(Rows from a collection)
· · · · ·
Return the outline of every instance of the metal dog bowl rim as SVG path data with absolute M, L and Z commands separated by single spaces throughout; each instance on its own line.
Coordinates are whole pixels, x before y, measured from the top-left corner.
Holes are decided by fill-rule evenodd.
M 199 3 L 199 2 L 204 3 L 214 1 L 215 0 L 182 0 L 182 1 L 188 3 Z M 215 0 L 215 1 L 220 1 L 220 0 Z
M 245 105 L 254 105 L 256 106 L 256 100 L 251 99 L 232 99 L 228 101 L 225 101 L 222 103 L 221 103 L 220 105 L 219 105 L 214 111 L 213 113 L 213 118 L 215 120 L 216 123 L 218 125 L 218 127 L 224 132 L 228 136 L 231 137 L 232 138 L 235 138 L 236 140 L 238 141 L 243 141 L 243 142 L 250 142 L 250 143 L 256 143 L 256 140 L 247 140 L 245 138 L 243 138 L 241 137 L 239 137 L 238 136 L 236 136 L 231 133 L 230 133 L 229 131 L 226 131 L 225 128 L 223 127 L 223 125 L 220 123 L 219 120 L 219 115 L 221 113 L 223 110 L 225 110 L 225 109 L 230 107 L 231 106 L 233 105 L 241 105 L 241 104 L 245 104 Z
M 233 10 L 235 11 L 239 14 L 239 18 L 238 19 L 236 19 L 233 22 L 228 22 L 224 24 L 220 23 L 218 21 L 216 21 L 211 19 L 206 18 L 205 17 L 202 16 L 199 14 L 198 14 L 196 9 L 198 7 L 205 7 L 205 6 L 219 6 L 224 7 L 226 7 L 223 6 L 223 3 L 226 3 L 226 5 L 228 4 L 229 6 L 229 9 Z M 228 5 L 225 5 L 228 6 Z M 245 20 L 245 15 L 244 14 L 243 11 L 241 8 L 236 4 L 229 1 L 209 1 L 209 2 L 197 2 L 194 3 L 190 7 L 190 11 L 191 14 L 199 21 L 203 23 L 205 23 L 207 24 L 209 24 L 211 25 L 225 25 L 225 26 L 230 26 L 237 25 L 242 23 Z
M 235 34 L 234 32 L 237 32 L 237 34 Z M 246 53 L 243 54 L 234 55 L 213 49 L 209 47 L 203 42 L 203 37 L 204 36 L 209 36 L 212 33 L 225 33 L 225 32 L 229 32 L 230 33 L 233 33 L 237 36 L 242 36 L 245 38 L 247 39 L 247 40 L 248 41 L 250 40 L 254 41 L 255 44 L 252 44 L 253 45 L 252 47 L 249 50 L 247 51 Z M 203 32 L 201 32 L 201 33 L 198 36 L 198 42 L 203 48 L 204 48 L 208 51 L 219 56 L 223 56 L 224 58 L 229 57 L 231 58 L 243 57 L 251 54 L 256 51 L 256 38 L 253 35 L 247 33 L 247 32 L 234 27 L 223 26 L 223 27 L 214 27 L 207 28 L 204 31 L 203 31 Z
· · · · ·
■ Task instructions
Write out every line of the rows above as a JSON list of strings, one string for each line. Leave out any blank lines.

■ Answer to the problem
[
  "Return the outline of every instance of the metal dog bowl rim as SVG path data with absolute M, L and Z commands separated by single spaces throughout; each instance on its own line.",
  "Coordinates are whole pixels, x before y, measured from the top-left corner.",
  "Holes are decided by fill-rule evenodd.",
  "M 199 3 L 199 2 L 204 3 L 214 1 L 215 0 L 182 0 L 182 1 L 188 3 Z M 215 0 L 215 1 L 220 1 L 220 0 Z",
  "M 245 105 L 254 105 L 256 106 L 256 100 L 251 99 L 232 99 L 228 101 L 225 101 L 222 103 L 221 103 L 220 105 L 219 105 L 214 111 L 213 113 L 213 118 L 215 120 L 216 123 L 218 125 L 218 127 L 224 132 L 228 136 L 231 137 L 232 138 L 235 138 L 236 140 L 238 141 L 243 141 L 243 142 L 250 142 L 250 143 L 256 143 L 256 140 L 247 140 L 245 138 L 243 138 L 241 137 L 239 137 L 238 136 L 236 136 L 231 133 L 230 133 L 229 131 L 226 131 L 225 128 L 223 127 L 223 125 L 220 123 L 219 120 L 219 115 L 221 113 L 223 110 L 225 110 L 225 109 L 230 107 L 231 106 L 233 105 L 241 105 L 241 104 L 245 104 Z",
  "M 233 10 L 235 11 L 239 14 L 239 18 L 238 19 L 236 19 L 233 22 L 228 22 L 224 24 L 220 23 L 218 21 L 216 21 L 211 19 L 206 18 L 205 17 L 202 16 L 199 14 L 198 14 L 196 9 L 198 7 L 205 7 L 205 6 L 219 6 L 224 7 L 226 7 L 223 6 L 223 3 L 226 3 L 226 5 L 228 4 L 229 6 L 229 9 Z M 228 5 L 225 5 L 228 6 Z M 245 20 L 245 15 L 244 14 L 243 11 L 241 8 L 236 4 L 229 1 L 209 1 L 209 2 L 197 2 L 194 3 L 190 7 L 190 11 L 191 14 L 199 21 L 203 23 L 205 23 L 207 24 L 209 24 L 211 25 L 225 25 L 225 26 L 230 26 L 237 25 L 242 23 Z",
  "M 235 34 L 234 32 L 237 32 L 237 34 Z M 246 53 L 243 54 L 234 55 L 213 49 L 209 47 L 203 42 L 203 37 L 204 36 L 209 36 L 212 33 L 225 33 L 225 32 L 229 32 L 230 33 L 233 33 L 237 36 L 242 36 L 245 38 L 247 39 L 247 40 L 248 41 L 250 40 L 254 41 L 255 44 L 252 44 L 253 45 L 252 47 L 249 50 L 247 51 Z M 203 32 L 201 32 L 201 33 L 198 36 L 198 42 L 203 48 L 204 48 L 208 51 L 219 56 L 223 56 L 224 58 L 229 57 L 231 58 L 243 57 L 251 54 L 256 51 L 256 38 L 253 35 L 247 33 L 247 32 L 234 27 L 223 26 L 223 27 L 214 27 L 207 28 L 204 31 L 203 31 Z"
]